Required tasks:
- a) From the news item on GM's second-quarter results, reproduce the passage that begins at the words "Despite the Chevrolet" and stops after the words "the current model.".
- b) Answer these questions using the news item on GM's second-quarter results:
(i) By what percentage did GM's Q2 net income rise?
(ii) On which platform is the new Bolt being developed?
(iii) By what year does GM aim for profitable EV production?

** Opening Excerpt provided block **

Morning Recharge (07/29/2023)

Weekly News

GM Q2 Profits Surge and Bolt Making a Comeback

General Motors reported a 52% increase in Q2 net income, reaching $2.5 billion. This success comes from robust vehicle sales and cost-cutting measures, even as GM shouldered part of the expense of the Chevrolet Bolt recall due to battery manufacturing defects.

As part of its cost-saving strategy, GM found an additional $1 billion on top of the $2 billion it promised earlier in the year. The company achieved this by streamlining administrative costs, reducing salaried employee expenses, and simplifying vehicle manufacturing processes.

This robust performance led GM to revise its full-year guidance for the second time, now predicting a net income between $9.3 billion and $10.7 billion, up from the previously projected $8.4 billion to $9.9 billion.

Despite the Chevrolet Bolt recall's significant impact and previous talks of ending production, CEO Mary Barra confirmed the development of a new Bolt on its Ultium platform. The upcoming model will continue to be affordable while boasting superior range with technology constructed on GM’s latest platform, which could reportedly result in 40% cost savings from the current model.

GM successfully reached its internal target of producing 50,000 EVs in North America during H1 2023 and aims to manufacture approximately 100,000 EVs in H2. The company is committed to exclusively producing electric passenger vehicles by 2035, aiming for profitable EV production by 2025.

** Closing Excerpt provided block **
** Opening Provided records block **

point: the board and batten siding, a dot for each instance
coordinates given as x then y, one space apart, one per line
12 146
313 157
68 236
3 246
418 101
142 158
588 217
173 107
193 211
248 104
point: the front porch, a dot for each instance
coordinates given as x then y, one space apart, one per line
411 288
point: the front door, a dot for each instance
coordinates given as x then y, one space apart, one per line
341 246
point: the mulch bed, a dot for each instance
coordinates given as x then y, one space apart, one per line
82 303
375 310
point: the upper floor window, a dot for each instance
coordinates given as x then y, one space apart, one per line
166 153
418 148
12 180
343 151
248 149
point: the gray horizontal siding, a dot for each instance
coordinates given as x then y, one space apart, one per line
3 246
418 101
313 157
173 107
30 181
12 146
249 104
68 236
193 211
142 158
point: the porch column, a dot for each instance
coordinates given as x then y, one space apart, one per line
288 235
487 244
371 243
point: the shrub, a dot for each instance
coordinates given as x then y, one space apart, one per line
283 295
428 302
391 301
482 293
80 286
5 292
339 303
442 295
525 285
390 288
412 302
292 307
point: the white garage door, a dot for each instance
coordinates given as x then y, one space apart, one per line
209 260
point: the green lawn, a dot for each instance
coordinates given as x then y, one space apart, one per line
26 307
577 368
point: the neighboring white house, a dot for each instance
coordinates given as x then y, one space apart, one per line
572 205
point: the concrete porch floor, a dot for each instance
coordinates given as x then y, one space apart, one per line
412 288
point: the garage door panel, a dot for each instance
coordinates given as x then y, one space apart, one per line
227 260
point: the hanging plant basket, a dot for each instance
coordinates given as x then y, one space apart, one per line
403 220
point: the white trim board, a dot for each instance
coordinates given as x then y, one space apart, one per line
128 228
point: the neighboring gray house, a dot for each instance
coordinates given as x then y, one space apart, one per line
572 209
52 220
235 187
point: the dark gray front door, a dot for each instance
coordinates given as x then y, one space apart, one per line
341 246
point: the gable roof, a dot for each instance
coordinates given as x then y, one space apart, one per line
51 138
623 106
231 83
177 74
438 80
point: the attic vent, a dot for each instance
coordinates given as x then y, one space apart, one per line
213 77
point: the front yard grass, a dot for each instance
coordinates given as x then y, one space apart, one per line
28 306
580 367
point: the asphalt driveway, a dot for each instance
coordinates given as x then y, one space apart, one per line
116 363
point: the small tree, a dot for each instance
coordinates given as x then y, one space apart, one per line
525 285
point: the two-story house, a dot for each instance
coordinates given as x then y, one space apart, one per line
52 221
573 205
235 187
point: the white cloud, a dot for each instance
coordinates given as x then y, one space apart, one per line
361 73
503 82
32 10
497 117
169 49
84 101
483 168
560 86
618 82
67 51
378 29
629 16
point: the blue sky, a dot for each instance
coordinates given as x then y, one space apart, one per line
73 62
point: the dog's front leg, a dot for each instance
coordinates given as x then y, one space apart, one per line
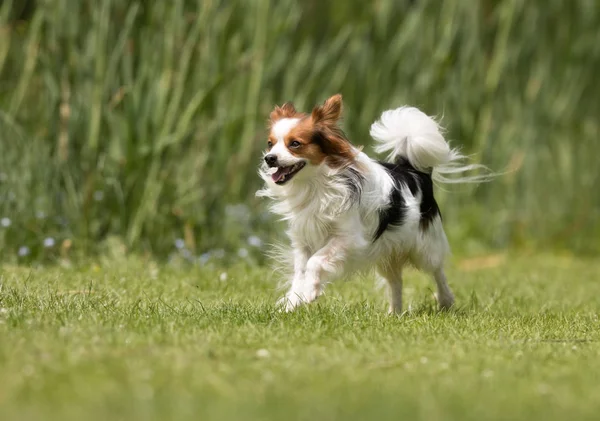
307 284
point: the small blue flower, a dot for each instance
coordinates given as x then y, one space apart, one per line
254 241
98 195
204 258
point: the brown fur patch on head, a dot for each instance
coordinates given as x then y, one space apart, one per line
318 137
287 110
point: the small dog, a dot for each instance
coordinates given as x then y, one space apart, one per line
348 212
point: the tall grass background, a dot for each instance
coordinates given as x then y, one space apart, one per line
137 126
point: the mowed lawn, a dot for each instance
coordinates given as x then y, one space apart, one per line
132 340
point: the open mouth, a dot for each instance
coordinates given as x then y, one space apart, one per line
285 174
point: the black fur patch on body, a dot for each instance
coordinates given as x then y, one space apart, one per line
404 174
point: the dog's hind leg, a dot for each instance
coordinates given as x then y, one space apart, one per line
391 271
445 296
430 255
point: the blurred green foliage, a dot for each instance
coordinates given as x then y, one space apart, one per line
142 122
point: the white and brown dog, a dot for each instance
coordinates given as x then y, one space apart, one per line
348 212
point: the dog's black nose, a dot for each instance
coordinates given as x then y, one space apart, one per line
271 160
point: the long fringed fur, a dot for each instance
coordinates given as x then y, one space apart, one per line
409 133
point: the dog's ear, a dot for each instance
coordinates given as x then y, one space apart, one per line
287 110
329 112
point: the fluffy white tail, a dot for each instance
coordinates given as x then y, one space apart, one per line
409 133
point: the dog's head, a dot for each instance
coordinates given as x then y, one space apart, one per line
300 144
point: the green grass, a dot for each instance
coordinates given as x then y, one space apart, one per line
130 340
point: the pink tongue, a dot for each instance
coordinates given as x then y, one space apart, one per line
281 171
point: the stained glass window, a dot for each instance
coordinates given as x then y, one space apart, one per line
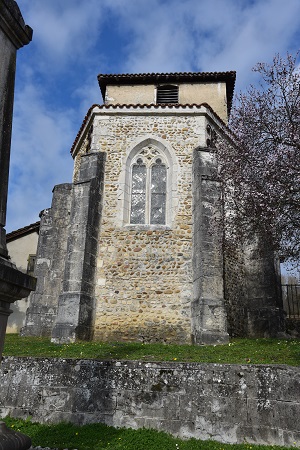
158 193
148 189
138 193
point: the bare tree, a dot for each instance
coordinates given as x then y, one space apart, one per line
261 169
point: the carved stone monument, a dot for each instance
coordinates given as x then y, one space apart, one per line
14 34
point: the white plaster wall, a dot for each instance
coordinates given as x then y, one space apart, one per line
214 94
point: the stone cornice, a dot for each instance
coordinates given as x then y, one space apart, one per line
152 109
13 25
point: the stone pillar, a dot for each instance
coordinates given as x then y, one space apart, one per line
75 315
263 302
49 264
209 322
14 34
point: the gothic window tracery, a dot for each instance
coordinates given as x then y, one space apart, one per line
148 187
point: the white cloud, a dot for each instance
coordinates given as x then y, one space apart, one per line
40 157
64 31
57 72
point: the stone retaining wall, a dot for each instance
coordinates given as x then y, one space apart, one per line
228 403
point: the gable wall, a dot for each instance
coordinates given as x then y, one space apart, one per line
212 93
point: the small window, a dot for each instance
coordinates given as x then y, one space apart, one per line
167 94
30 264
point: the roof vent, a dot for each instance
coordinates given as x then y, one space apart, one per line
167 94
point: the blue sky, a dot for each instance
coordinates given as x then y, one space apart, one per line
74 40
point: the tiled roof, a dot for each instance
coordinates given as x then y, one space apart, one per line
153 78
130 106
23 231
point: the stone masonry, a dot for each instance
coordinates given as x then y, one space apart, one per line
228 403
102 276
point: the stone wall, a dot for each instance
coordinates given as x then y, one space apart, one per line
144 273
228 403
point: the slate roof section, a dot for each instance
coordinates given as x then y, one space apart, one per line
176 77
33 227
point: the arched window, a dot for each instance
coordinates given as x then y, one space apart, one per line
148 187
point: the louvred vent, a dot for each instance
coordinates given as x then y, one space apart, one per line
167 94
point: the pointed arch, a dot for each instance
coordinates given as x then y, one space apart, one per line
149 184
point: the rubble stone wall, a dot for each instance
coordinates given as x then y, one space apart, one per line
144 273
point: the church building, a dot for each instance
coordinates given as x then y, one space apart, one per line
129 251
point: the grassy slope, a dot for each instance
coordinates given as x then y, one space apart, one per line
238 351
99 436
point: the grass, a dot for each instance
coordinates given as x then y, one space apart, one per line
99 436
238 351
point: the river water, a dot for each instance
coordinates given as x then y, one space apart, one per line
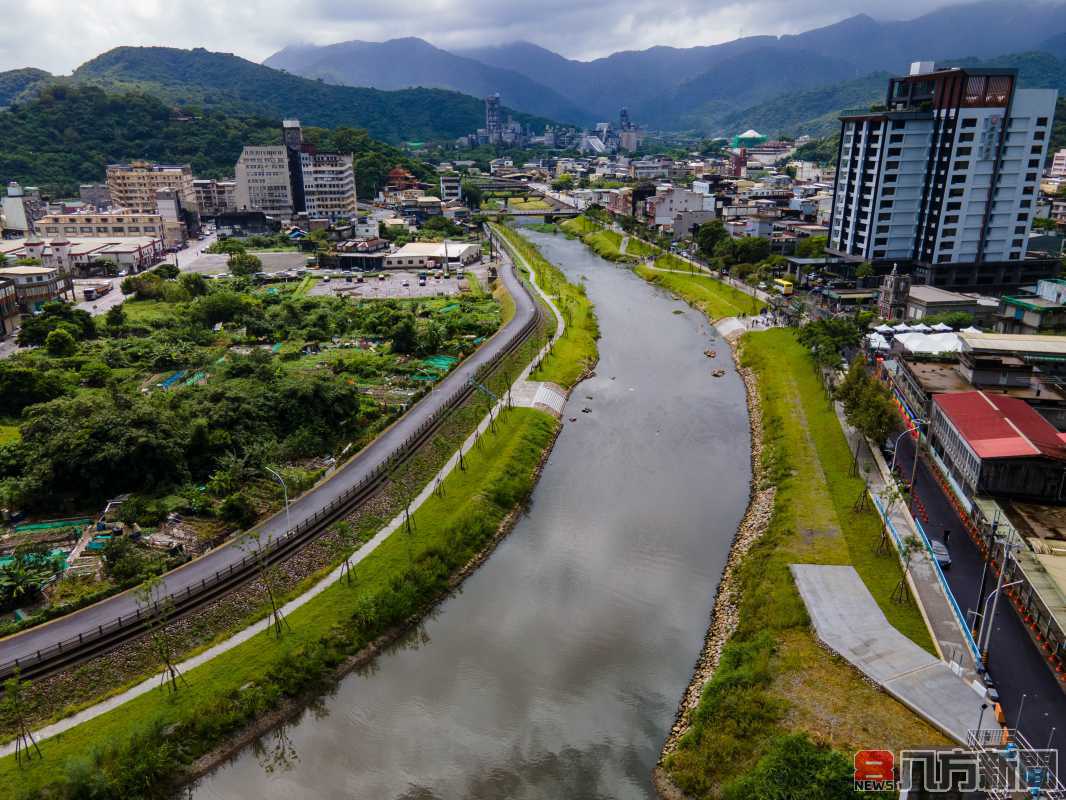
556 671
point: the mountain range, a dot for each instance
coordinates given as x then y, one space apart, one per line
682 89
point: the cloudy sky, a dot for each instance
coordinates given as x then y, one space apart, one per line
60 34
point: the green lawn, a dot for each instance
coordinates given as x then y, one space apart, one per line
710 296
253 677
774 677
576 350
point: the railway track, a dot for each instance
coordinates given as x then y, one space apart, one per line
101 638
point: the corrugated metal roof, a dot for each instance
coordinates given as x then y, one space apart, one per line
999 427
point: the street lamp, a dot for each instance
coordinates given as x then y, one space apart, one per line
986 619
895 449
285 490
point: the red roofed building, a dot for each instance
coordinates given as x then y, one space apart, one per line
998 445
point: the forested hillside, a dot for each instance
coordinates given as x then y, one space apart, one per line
67 134
225 82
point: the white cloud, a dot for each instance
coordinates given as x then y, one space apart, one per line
58 35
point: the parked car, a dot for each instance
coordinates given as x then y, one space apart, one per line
940 554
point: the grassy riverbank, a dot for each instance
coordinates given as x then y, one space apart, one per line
710 296
139 749
774 681
576 352
603 242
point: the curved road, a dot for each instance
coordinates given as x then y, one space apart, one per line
364 464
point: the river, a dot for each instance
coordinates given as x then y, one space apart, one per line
556 670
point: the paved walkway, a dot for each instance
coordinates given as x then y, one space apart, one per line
937 608
848 620
190 664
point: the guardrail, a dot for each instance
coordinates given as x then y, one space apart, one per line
959 617
183 601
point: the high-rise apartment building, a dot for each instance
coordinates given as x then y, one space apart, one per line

** Closing Provided records block **

Written answers:
- a)
Despite the Chevrolet Bolt recall's significant impact and previous talks of ending production, CEO Mary Barra confirmed the development of a new Bolt on its Ultium platform. The upcoming model will continue to be affordable while boasting superior range with technology constructed on GM’s latest platform, which could reportedly result in 40% cost savings from the current model.

- b)
(i) 52%
(ii) The Ultium platform
(iii) 2025